● STATED TASK
Can you retype only the lines from the one with "Give the segmentation of every instance of the wooden" through the final line of the material, exactly as given?

--- BEGIN RECORDED DATA ---

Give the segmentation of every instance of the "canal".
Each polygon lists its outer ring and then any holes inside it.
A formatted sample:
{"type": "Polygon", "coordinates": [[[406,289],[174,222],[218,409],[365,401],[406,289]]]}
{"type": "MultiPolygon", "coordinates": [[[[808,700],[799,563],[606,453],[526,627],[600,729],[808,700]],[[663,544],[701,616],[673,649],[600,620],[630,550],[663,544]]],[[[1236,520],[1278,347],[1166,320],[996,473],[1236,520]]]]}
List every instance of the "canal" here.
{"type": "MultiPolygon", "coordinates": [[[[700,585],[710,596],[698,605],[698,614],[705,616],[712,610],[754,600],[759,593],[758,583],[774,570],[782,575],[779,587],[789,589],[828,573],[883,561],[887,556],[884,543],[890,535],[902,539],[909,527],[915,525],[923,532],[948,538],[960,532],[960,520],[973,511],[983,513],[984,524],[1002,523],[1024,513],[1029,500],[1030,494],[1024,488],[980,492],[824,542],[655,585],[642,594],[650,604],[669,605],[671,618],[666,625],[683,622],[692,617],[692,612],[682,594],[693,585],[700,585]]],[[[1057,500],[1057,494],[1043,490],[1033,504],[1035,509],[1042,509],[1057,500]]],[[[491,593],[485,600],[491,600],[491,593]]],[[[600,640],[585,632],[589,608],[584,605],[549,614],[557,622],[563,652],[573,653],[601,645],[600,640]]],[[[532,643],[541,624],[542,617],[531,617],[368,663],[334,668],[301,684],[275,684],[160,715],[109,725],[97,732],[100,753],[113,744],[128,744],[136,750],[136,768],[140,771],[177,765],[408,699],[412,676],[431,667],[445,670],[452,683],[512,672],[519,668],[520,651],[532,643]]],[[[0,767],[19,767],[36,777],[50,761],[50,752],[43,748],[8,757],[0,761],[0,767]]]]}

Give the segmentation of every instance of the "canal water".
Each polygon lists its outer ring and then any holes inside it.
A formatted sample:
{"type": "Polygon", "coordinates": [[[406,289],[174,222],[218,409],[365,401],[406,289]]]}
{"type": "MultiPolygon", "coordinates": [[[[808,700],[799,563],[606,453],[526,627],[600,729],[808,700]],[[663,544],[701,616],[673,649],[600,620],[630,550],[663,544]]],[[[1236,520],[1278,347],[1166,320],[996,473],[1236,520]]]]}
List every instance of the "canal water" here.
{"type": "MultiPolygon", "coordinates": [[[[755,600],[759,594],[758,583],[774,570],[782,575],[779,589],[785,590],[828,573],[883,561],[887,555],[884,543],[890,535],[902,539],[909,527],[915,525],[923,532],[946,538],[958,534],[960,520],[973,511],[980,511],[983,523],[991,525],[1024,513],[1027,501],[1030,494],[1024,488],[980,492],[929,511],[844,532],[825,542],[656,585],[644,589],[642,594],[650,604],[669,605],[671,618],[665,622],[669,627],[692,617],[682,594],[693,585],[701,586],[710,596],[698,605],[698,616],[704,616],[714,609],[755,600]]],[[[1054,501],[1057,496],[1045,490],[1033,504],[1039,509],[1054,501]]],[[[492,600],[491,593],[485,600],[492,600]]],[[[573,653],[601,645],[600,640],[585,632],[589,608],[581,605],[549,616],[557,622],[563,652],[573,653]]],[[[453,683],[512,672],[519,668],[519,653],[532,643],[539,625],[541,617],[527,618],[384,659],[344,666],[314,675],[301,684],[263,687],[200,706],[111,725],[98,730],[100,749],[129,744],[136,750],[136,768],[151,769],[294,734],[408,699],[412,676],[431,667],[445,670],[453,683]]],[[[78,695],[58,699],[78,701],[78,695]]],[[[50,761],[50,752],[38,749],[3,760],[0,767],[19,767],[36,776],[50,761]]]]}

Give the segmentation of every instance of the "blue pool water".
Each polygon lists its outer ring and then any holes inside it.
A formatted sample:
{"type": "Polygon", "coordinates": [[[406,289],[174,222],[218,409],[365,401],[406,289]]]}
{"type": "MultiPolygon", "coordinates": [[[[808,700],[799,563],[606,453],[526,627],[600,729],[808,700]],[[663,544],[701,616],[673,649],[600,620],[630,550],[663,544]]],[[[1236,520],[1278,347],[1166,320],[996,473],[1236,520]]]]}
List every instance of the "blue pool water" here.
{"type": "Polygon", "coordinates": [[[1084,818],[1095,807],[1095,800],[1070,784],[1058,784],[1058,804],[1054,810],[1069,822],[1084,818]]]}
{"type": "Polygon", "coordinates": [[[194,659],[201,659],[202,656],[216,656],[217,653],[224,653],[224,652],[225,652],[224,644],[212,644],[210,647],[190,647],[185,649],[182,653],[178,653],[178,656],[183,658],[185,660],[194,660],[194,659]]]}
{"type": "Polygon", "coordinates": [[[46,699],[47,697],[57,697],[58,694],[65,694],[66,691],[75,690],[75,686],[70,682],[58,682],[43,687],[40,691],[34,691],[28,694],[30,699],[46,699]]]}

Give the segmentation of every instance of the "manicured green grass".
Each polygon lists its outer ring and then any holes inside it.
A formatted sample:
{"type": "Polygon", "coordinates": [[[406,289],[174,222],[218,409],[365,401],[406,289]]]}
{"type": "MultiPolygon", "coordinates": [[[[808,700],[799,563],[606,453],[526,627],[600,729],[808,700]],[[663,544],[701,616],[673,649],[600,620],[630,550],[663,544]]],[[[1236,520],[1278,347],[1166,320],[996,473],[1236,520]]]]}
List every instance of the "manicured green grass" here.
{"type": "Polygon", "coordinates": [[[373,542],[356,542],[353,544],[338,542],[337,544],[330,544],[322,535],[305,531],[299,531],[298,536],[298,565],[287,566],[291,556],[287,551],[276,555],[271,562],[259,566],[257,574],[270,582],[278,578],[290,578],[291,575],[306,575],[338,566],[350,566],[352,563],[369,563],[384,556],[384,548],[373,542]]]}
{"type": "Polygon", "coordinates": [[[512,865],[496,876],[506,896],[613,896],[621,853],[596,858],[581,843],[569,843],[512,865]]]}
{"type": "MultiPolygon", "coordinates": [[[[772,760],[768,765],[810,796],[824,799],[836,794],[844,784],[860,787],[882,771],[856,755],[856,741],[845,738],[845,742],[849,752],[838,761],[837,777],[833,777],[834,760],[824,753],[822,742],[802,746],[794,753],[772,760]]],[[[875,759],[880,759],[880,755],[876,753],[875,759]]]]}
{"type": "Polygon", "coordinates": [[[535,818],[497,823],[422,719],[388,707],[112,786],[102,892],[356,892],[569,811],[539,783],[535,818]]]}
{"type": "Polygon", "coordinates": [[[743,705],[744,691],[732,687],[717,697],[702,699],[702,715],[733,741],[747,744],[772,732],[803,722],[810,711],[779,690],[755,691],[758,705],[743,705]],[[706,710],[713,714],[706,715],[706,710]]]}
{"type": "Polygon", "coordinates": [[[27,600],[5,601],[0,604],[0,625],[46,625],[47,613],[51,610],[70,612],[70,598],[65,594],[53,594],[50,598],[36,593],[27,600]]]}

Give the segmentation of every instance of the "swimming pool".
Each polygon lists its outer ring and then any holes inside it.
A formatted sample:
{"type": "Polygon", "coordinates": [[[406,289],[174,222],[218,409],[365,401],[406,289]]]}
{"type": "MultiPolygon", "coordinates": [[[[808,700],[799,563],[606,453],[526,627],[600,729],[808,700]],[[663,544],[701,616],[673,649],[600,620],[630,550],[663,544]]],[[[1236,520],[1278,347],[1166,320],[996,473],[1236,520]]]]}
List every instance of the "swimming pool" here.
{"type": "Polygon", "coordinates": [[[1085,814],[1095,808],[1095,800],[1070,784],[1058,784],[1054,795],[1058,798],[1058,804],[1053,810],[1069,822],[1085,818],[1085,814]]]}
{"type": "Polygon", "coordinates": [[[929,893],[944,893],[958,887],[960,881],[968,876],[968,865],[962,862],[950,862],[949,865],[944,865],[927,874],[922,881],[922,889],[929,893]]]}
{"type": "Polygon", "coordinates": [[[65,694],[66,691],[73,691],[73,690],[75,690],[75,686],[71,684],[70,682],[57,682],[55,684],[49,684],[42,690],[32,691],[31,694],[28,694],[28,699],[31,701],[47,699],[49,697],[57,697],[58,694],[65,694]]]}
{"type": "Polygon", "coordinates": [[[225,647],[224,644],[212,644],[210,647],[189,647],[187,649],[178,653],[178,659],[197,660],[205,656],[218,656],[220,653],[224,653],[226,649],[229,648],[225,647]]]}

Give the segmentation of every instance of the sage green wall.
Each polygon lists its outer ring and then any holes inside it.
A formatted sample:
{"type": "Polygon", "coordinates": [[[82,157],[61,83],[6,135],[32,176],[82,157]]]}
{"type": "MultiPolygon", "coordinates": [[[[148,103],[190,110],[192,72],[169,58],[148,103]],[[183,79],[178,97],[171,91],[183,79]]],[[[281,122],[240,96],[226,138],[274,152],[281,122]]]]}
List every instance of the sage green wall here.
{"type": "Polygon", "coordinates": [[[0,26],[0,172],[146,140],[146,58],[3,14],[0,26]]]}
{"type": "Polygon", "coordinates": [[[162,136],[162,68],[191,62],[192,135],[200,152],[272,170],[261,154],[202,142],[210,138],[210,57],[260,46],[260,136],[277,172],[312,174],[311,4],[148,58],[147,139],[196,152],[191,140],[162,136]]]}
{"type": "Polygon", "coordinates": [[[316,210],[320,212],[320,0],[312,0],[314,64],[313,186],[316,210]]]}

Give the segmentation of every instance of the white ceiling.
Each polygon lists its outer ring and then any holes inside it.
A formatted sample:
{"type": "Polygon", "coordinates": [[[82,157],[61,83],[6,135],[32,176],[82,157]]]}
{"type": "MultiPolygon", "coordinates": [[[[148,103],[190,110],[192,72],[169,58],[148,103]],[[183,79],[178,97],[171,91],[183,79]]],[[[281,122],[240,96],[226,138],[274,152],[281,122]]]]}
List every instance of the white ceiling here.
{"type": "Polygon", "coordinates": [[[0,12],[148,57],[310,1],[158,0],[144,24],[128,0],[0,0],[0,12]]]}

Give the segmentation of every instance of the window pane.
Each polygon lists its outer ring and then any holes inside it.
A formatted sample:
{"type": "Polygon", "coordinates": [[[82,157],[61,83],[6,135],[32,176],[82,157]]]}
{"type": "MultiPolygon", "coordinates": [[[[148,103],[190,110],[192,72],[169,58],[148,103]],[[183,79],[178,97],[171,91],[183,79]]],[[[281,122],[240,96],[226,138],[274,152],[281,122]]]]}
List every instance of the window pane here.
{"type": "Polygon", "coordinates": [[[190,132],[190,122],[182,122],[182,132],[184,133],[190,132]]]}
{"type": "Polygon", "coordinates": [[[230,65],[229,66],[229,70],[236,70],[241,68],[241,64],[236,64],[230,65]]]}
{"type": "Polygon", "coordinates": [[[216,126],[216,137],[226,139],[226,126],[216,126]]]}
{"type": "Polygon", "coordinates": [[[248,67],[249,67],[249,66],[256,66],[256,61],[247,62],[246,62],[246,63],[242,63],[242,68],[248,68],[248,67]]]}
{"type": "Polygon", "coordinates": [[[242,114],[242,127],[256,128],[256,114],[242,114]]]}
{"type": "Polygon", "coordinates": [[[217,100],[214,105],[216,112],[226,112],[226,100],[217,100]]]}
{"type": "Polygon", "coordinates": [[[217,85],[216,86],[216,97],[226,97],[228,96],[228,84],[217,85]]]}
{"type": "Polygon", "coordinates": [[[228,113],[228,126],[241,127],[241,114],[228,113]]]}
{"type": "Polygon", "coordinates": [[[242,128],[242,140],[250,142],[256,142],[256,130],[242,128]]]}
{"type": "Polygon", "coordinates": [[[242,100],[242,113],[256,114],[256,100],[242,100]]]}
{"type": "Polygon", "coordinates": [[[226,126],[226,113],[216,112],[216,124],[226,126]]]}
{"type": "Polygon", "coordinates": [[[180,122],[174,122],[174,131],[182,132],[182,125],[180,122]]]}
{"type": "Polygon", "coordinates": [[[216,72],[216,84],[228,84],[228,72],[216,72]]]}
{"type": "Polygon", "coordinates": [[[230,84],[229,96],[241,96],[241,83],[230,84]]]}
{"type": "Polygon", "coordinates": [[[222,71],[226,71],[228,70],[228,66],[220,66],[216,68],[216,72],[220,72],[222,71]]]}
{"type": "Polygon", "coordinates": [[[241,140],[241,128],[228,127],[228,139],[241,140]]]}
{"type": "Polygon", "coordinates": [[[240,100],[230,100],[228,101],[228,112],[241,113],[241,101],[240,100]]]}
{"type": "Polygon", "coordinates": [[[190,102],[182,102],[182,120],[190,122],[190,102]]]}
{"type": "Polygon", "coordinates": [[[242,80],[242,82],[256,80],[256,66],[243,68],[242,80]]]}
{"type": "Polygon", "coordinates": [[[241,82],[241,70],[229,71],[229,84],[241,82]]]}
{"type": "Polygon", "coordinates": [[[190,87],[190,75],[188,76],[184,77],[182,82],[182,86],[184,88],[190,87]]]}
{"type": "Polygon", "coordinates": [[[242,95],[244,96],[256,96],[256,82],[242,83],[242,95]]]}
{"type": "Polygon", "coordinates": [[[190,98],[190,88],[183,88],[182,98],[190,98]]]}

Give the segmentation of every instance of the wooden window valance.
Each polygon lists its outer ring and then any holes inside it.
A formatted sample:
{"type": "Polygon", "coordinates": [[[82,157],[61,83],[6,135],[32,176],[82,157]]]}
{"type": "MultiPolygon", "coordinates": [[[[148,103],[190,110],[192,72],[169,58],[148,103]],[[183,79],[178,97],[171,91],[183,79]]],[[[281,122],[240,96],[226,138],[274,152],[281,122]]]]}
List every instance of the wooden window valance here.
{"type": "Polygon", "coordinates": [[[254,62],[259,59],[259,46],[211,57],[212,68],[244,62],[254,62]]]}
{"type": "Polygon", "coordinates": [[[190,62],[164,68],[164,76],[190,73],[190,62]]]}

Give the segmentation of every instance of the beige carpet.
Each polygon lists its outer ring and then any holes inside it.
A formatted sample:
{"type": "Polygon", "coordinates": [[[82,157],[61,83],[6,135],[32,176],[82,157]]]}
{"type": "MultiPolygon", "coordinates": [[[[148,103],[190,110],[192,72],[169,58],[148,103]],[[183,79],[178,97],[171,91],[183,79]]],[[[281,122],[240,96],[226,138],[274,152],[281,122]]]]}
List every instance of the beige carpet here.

--- END RECORDED DATA ---

● RESPONSE TO THE TASK
Give the segmentation of every instance of the wooden window valance.
Each polygon lists its outer ring and then any holes inside it.
A formatted sample:
{"type": "Polygon", "coordinates": [[[82,157],[61,83],[6,135],[32,176],[82,157]]]}
{"type": "MultiPolygon", "coordinates": [[[[148,103],[190,110],[192,72],[169,58],[148,103]],[[183,79],[178,97],[171,91],[183,79]]],[[[281,122],[240,96],[226,138],[274,152],[281,122]]]]}
List every instance of the wooden window valance here.
{"type": "Polygon", "coordinates": [[[254,62],[259,59],[259,46],[211,57],[212,68],[244,62],[254,62]]]}
{"type": "Polygon", "coordinates": [[[190,62],[164,68],[164,76],[190,73],[190,62]]]}

Give the segmentation of every instance of the beige carpet.
Each polygon lists its outer ring and then any holes inside it.
A formatted sample:
{"type": "Polygon", "coordinates": [[[82,157],[61,83],[6,135],[32,176],[82,157]]]}
{"type": "MultiPolygon", "coordinates": [[[[148,103],[190,110],[192,72],[169,58],[148,103]],[[183,79],[178,97],[171,91],[183,79]]],[[[281,122],[240,96],[226,138],[274,152],[281,122]]]]}
List every instance of the beige carpet here.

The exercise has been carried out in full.